-- START OF DATA --
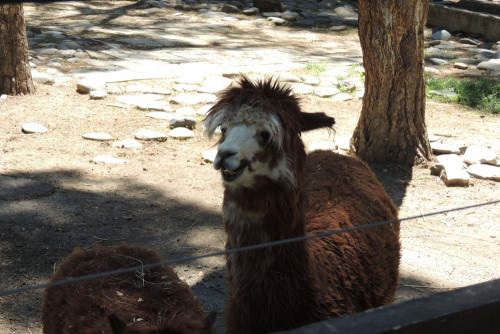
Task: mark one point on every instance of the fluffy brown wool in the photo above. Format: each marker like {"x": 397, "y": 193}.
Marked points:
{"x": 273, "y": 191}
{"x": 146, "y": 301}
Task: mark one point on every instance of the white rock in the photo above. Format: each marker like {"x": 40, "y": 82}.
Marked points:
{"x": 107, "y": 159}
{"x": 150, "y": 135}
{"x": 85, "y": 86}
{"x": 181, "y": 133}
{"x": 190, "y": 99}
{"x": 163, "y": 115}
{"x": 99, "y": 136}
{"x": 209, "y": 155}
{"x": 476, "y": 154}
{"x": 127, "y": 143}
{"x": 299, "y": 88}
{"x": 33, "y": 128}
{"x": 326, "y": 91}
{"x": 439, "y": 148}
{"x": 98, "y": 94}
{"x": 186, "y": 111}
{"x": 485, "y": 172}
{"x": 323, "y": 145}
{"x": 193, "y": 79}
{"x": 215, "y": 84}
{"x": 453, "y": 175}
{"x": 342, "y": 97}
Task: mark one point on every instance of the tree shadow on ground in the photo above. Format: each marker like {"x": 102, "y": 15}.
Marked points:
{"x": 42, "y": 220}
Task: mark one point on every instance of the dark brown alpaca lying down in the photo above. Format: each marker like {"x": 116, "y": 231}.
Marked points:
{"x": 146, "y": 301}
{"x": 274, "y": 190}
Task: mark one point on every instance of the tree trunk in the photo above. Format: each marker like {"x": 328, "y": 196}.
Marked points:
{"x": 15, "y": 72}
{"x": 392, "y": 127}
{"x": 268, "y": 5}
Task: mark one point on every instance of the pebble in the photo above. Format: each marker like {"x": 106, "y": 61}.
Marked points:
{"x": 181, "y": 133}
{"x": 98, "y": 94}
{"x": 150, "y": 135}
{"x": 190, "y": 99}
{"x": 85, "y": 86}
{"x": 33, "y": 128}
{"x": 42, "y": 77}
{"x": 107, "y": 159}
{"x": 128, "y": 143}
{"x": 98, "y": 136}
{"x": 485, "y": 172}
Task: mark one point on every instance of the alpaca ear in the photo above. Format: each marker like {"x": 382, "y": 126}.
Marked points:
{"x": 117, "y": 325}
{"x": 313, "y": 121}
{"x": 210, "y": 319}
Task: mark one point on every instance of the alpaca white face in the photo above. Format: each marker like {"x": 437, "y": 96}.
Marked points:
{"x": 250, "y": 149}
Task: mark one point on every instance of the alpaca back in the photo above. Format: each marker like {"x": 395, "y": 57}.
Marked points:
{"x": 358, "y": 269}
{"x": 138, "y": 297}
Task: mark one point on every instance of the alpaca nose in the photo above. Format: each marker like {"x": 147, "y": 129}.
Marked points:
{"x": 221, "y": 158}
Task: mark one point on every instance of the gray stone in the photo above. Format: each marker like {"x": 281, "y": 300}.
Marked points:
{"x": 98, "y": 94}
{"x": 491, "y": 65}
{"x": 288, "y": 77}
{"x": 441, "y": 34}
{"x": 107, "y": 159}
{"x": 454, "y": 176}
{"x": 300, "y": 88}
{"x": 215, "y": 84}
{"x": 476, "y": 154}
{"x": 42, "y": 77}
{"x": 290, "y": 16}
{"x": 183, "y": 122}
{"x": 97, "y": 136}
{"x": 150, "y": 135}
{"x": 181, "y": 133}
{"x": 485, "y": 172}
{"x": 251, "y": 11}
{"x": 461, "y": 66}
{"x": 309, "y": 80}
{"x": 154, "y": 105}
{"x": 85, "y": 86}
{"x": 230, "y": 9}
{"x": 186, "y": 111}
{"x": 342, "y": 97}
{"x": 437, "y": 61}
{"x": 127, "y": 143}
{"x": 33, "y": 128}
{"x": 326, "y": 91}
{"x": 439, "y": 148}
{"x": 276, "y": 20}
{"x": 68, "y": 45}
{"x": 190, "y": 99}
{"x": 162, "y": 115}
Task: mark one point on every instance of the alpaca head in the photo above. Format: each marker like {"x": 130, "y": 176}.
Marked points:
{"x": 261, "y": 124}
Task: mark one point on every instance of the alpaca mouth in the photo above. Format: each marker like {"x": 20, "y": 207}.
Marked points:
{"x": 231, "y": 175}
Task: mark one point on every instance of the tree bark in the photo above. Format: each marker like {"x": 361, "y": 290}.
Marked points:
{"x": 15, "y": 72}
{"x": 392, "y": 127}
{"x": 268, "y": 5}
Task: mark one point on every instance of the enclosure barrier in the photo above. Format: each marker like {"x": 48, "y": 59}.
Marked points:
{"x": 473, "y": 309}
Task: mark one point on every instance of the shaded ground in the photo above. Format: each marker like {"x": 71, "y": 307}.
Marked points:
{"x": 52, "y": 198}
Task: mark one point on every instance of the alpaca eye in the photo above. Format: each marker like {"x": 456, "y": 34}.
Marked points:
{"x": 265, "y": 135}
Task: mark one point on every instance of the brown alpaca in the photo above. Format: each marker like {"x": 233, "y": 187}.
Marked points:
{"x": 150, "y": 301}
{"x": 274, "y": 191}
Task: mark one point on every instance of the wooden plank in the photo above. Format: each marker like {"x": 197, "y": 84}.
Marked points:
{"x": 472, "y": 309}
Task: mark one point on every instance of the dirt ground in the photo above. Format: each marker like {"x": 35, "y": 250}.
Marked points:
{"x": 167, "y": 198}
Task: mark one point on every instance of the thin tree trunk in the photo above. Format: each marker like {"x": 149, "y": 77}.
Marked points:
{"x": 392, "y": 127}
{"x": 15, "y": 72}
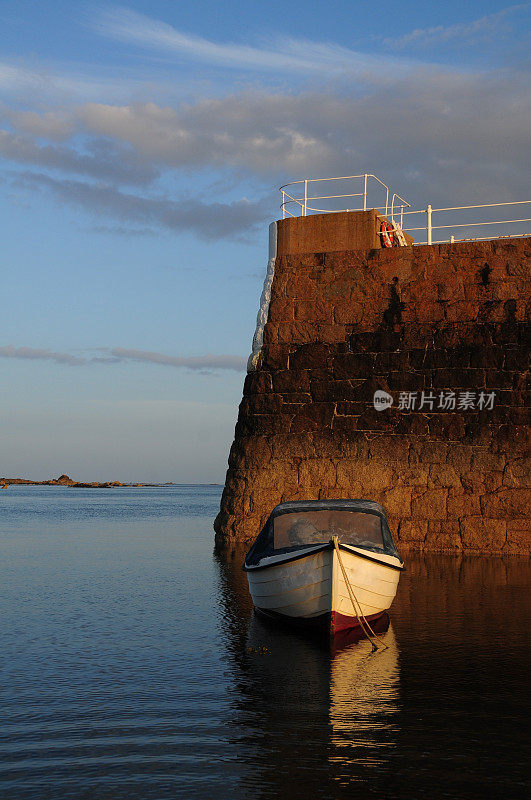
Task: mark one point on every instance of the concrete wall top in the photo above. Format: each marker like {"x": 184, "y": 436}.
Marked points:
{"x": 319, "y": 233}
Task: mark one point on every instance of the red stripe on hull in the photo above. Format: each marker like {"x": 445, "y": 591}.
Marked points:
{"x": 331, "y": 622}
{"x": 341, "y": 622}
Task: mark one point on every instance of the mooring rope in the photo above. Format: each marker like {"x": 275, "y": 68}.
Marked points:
-- END OF DATA --
| EXERCISE AIM |
Rewrite all the records with every "photo" changed to "image" and nothing else altered, leaving the pictures out.

| EXPECTED ANSWER |
Task: mark one point on every instance of the fluffy brown wool in the image above. Format: each marker like {"x": 397, "y": 193}.
Marked points:
{"x": 273, "y": 191}
{"x": 146, "y": 301}
Task: mark one point on every instance of the white rock in the image above. Format: each marker like {"x": 40, "y": 82}.
Marked points:
{"x": 107, "y": 159}
{"x": 150, "y": 135}
{"x": 85, "y": 86}
{"x": 181, "y": 133}
{"x": 190, "y": 99}
{"x": 163, "y": 115}
{"x": 99, "y": 136}
{"x": 209, "y": 155}
{"x": 476, "y": 154}
{"x": 127, "y": 143}
{"x": 299, "y": 88}
{"x": 33, "y": 128}
{"x": 326, "y": 91}
{"x": 439, "y": 148}
{"x": 98, "y": 94}
{"x": 186, "y": 111}
{"x": 485, "y": 172}
{"x": 323, "y": 145}
{"x": 193, "y": 79}
{"x": 215, "y": 84}
{"x": 453, "y": 175}
{"x": 342, "y": 97}
Task: mark one point on every instance of the tree shadow on ground in the image above. Format: each marker like {"x": 102, "y": 15}.
Marked points:
{"x": 42, "y": 220}
Task: mark one point on every instance of the dark brown alpaca lying down in the image above. Format: each marker like {"x": 116, "y": 231}.
Marked points:
{"x": 146, "y": 301}
{"x": 274, "y": 190}
Task: mark one point on every instance of the tree trunk in the image above. Format: each marker like {"x": 328, "y": 196}.
Marked points:
{"x": 15, "y": 72}
{"x": 392, "y": 127}
{"x": 268, "y": 5}
Task: mark one point on every instance of the pebble in the image above. Format: each marker like {"x": 106, "y": 61}.
Marked points:
{"x": 181, "y": 133}
{"x": 98, "y": 94}
{"x": 150, "y": 135}
{"x": 190, "y": 99}
{"x": 85, "y": 86}
{"x": 33, "y": 128}
{"x": 42, "y": 77}
{"x": 107, "y": 159}
{"x": 128, "y": 143}
{"x": 98, "y": 136}
{"x": 485, "y": 172}
Task: mark one point on every instance of the alpaca ear in the image above. Format: each marker like {"x": 382, "y": 126}.
Marked points:
{"x": 117, "y": 325}
{"x": 313, "y": 121}
{"x": 210, "y": 319}
Task: mark one point on every instance of the alpaca white face in the image above. Format: each marker like {"x": 437, "y": 96}.
Marked points:
{"x": 250, "y": 149}
Task: mark one point on every instance of the alpaca back in the image above. Format: each marker like {"x": 395, "y": 57}.
Marked points:
{"x": 358, "y": 269}
{"x": 138, "y": 297}
Task: mark one point on every instance of the alpaca nose in the image above. Format: each marker like {"x": 147, "y": 129}.
Marked points:
{"x": 221, "y": 158}
Task: mark one point on every instance of the gray stone in the image above. Format: each marker like {"x": 281, "y": 300}.
Marked points:
{"x": 98, "y": 94}
{"x": 491, "y": 65}
{"x": 288, "y": 77}
{"x": 441, "y": 34}
{"x": 107, "y": 159}
{"x": 454, "y": 176}
{"x": 300, "y": 88}
{"x": 215, "y": 84}
{"x": 476, "y": 154}
{"x": 42, "y": 77}
{"x": 290, "y": 16}
{"x": 183, "y": 122}
{"x": 97, "y": 136}
{"x": 150, "y": 135}
{"x": 181, "y": 133}
{"x": 485, "y": 172}
{"x": 251, "y": 11}
{"x": 461, "y": 66}
{"x": 309, "y": 80}
{"x": 154, "y": 105}
{"x": 85, "y": 86}
{"x": 230, "y": 9}
{"x": 186, "y": 111}
{"x": 342, "y": 97}
{"x": 437, "y": 61}
{"x": 127, "y": 143}
{"x": 33, "y": 128}
{"x": 326, "y": 91}
{"x": 439, "y": 148}
{"x": 276, "y": 20}
{"x": 68, "y": 45}
{"x": 190, "y": 99}
{"x": 162, "y": 115}
Task: mark one point on every instance of the alpaca head in the image above. Format: each marker like {"x": 130, "y": 176}.
Marked points:
{"x": 261, "y": 124}
Task: mark one point on every instance of the alpaca mouth in the image above. Format: each marker like {"x": 20, "y": 207}.
Marked points:
{"x": 231, "y": 175}
Task: mark one point on every instance of the tree bark in the image above. Format: each marker like {"x": 361, "y": 290}.
Marked points:
{"x": 15, "y": 72}
{"x": 392, "y": 127}
{"x": 268, "y": 5}
Task: mark one point on every instance of the enclosure barrier in the image above. Format: each marker like {"x": 48, "y": 59}.
Marked points:
{"x": 473, "y": 309}
Task: mark one point on every instance of the shaded ground in the image above. Format: each marker like {"x": 71, "y": 307}.
Marked points:
{"x": 52, "y": 198}
Task: mark one point on every instance of the alpaca eye in the image above. Format: each marker like {"x": 456, "y": 34}.
Marked points:
{"x": 265, "y": 135}
Task: mark one point on every instance of the brown alpaca in the image above. Format: each marker like {"x": 233, "y": 187}.
Marked points:
{"x": 150, "y": 301}
{"x": 274, "y": 191}
Task: mark one point on every instance of the wooden plank in the image above. Format: each marker like {"x": 197, "y": 84}.
Marked points:
{"x": 472, "y": 309}
Task: mark one point on every instance of the dirt ground in the image above. Format: each marker like {"x": 35, "y": 250}.
Marked points:
{"x": 167, "y": 198}
Task: mark one point on every instance of the thin tree trunk in the image above. Format: each marker like {"x": 149, "y": 77}.
Marked points:
{"x": 392, "y": 127}
{"x": 15, "y": 72}
Task: mark one point on every instance of the concrete wall top in the image above. Format: each marker like {"x": 184, "y": 436}.
Marked points:
{"x": 319, "y": 233}
Task: mark one point on every instance of the red stripe on hull in the image above. Format: each marker like {"x": 445, "y": 591}.
Marked points:
{"x": 331, "y": 622}
{"x": 341, "y": 622}
Task: mark one point on every instance of the mooring rope in the image above. Format: each marker like {"x": 275, "y": 68}.
Marked points:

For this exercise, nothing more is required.